### Assignment
In the data below, find every line with the string "tree" and pull it out.
┌──
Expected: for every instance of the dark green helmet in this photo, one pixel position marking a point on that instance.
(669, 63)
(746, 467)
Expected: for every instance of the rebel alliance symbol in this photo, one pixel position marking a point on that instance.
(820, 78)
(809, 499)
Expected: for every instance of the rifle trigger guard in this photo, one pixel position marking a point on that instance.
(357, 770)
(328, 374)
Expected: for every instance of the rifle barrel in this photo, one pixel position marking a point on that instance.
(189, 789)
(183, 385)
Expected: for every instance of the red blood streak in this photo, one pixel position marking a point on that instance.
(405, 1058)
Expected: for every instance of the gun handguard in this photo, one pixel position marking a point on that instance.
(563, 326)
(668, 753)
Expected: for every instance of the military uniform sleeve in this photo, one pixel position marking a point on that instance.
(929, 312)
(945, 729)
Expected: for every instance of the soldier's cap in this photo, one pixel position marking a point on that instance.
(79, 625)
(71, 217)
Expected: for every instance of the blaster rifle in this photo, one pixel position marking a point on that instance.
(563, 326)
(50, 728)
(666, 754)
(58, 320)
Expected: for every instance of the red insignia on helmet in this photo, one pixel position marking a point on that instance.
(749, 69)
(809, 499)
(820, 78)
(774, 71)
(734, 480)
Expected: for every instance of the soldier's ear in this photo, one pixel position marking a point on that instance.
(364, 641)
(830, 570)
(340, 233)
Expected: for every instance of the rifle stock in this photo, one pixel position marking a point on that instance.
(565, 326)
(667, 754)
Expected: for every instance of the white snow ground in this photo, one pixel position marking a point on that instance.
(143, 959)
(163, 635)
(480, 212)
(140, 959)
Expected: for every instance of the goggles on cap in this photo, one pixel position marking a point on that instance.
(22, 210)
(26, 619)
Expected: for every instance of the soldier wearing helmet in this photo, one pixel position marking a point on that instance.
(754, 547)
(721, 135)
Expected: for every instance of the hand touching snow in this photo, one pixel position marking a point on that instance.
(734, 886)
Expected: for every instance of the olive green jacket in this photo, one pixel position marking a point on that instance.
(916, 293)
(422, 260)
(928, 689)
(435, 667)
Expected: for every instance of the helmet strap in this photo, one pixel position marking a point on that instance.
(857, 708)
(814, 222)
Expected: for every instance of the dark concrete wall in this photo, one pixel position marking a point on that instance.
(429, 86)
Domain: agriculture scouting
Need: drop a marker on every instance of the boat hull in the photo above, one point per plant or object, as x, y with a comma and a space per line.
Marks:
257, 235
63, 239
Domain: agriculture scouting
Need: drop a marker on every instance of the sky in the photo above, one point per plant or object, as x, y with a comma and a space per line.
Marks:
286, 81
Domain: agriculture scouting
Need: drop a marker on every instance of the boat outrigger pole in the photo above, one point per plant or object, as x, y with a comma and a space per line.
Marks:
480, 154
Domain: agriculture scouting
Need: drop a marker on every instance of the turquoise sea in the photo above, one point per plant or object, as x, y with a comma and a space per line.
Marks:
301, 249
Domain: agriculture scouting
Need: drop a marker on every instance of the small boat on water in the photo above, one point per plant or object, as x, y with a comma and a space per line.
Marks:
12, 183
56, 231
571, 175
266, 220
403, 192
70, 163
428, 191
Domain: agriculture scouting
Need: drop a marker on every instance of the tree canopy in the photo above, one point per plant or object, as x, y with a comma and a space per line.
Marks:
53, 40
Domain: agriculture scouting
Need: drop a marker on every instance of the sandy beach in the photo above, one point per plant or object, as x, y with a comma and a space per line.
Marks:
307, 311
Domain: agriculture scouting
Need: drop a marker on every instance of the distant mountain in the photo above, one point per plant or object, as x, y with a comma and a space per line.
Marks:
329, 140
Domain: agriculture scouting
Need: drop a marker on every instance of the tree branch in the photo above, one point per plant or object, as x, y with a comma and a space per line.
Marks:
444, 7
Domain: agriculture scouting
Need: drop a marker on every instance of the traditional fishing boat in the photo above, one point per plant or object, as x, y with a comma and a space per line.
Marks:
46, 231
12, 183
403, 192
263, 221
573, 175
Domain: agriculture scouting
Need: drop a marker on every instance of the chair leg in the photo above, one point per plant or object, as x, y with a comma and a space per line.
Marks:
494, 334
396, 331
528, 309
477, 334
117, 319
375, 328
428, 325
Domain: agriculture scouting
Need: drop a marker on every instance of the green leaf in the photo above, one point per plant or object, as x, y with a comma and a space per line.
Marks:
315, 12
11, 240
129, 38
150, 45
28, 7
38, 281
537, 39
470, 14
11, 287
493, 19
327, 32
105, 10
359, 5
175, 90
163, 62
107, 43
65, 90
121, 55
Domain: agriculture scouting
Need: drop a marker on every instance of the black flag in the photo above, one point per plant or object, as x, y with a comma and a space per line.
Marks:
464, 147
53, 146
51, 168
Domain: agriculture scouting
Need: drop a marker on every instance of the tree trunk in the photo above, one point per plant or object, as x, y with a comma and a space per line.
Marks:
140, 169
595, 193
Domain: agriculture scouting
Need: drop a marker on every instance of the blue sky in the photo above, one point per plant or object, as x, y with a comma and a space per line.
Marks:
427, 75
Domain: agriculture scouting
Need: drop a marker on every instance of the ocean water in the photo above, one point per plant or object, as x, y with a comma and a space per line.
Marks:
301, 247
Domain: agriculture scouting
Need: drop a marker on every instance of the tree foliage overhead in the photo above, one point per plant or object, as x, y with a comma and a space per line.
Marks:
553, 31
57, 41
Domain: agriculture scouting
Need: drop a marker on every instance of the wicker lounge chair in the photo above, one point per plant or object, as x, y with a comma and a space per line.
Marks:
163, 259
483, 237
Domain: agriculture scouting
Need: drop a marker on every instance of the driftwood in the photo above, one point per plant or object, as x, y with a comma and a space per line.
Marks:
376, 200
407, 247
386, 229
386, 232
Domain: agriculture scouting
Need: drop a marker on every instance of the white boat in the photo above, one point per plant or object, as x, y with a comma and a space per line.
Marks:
└──
### Answer
Need: drop a marker on every instance of the tree canopy in the photo above, one point per plant or object, as x, y with a comma and a space per line.
Need: drop a marker on every instance of the tree branch in the photo above, one point per plant or object, as x, y with a comma and a space per line.
Need: drop a marker on every instance of the tree trunk in the photo above, one point per plant or object, as x, y with a comma and a space per line.
Need: drop a marker on every instance of the tree foliage overhead in the photo above, one point per plant or object, as x, y with a comma and a space per line.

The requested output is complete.